**Work to do:**
a - In the passage on C object lifetimes, rewrite the text from "Memory for the" to "a function parameter.", changing "pointer" to "reference".
b - Translate this sentence from the passage on C object lifetimes into Spanish: "Memory for the S is allocated on entry to the function, and de-allocated on exit."

On the C stack, an object’s lifetime, for a user of that object, might look like this:

#include "s.h"

void foo()
    {
    S s;
    sInitialize(&s, p1,p2);
    sUse(&s, p3,p4);
    sCleanup(&s);
    }

Memory for the S is allocated on entry to the function, and de-allocated on exit. The functions sInitialize() and sCleanup() have been defined as part of the API for an S, in s.h (in fact, C programmers are not always as disciplined as this, and expect the users of their objects to do their own initialisation, in an ad hoc way). The function sUse() represents a use of the S. Note that the S is passed by pointer: its address must be taken whenever it is used as a function parameter.

On the C heap, an object's lifetime might look like this:

void foo()
    {
    S* s=(S*)malloc(sizeof(S));
        // should really check this succeeded!!

**Dataset excerpt:**
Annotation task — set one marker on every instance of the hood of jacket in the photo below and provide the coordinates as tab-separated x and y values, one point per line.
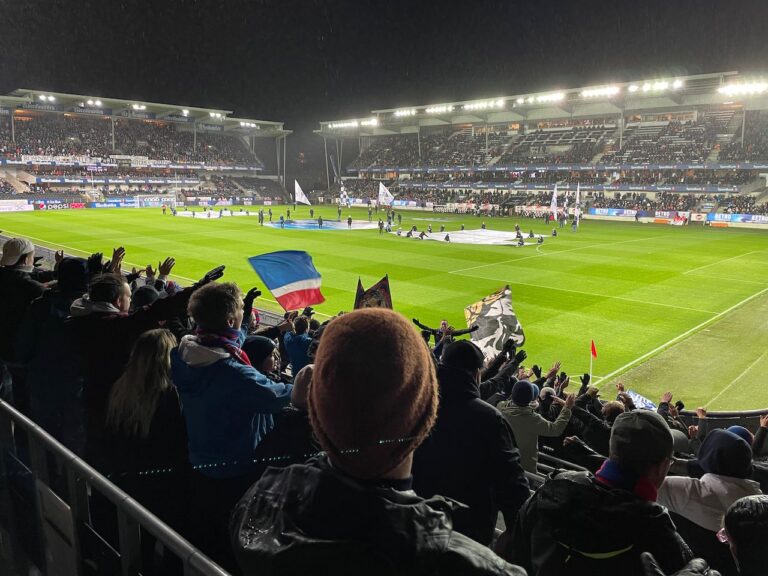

**Response list:**
a -
Memory for the S is allocated on entry to the function, and de-allocated on exit. The functions sInitialize() and sCleanup() have been defined as part of the API for an S, in s.h (in fact, C programmers are not always as disciplined as this, and expect the users of their objects to do their own initialisation, in an ad hoc way). The function sUse() represents a use of the S. Note that the S is passed by reference: its address must be taken whenever it is used as a function parameter.

b - La memoria para el S se asigna al entrar en la función y se libera al salir.